[Begin SOURCE PASSAGE]
Before we dive into what I think are the most feared Cs of leadership, here are 3 random and fun things:
- How does pixels taste? Coke answered with its latest limited edition, the "Coca-Cola Zero Sugar Byte."
2. There are glue sticks, and then, there are speciality glue sticks.
For example, the repositionable glue stick dries slower and forgives our clumsiness; the wrinkle free glue stick is airy light and silky smooth; the disappearing purple glue stick is purple but dries clear so you can see exactly where you put the glue. Great for kids and forgetful adults.
3. Gundams are coming to the Metaverse. Of course, I mean, why not?
CRUNCH TIME . CHAOS . CRISES
How Leaders Are Forged
When you read about leaders from works such as Doris Kearns Goodwin's book on Lyndon Johnson, or the life story of Thich Nhat Hanh, or ex-Disney CEO Bob Iger's Autobiography, you will see that their leadership was forged in crunch times, crises, and chaos.
Crises, Stakes, Decisions
The best way to practice making decisions is to make decisions when the stakes are high, and no stakes are higher than decisions during crises.
Once upon a time, when I was at Apple, I made a bunch of mistakes and caused more than 2,000+ angry people waiting in front of our store for the new iPhones. The queue snaked inside the mall, spilled over into the park outside, and made loops around the mall. At one point, the line was so long it took 5 minutes to run from the front of the store to the end of the line. These customers had been waiting for hours. They were soaked in sweat and were very pissed off. Management at the mall complained because the ocean of angry Apple customers packed the mall to the gills. The police came because the crowd was becoming rowdy. My team was tired and frustrated too. They were working nonstop without breaks. Customers were taking out their frustrations on them. All hell was breaking loose, and I was the one to fix it. I had to make the decisions. "What are we going to do, boss?" Everyone asked, I froze, and grew.
Crunch Time, Perfection, Progress
My first role at at Nike was in sales support. One of our tasks was to prepare these massive quarterly tradeshows. Typically, more than 1,000 merchandisers and buyers would attend these week-long lovefest of sneakers, yoga pants, and hyperbolic Nike slogans.
[End SOURCE PASSAGE]
[Begin DATA EXTRACT]
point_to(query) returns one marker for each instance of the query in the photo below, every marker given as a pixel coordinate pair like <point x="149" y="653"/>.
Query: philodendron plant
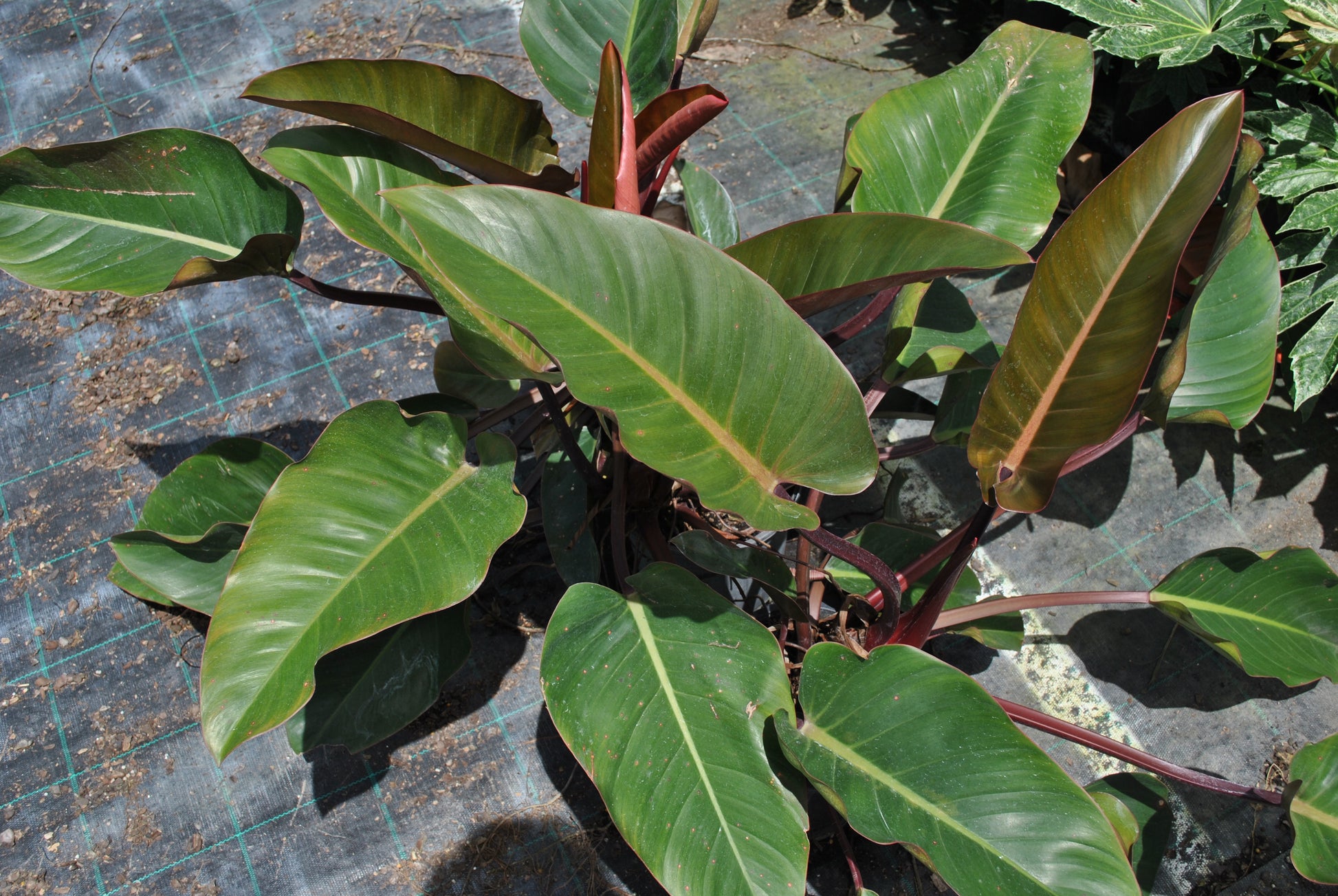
[End DATA EXTRACT]
PROBLEM DETAILS ::
Can you extract the passage of the leadership essay above from "Before we dive" to "speciality glue sticks.", copying it word for word with both ends included?

EXERCISE RESULT ::
Before we dive into what I think are the most feared Cs of leadership, here are 3 random and fun things:
- How does pixels taste? Coke answered with its latest limited edition, the "Coca-Cola Zero Sugar Byte."
2. There are glue sticks, and then, there are speciality glue sticks.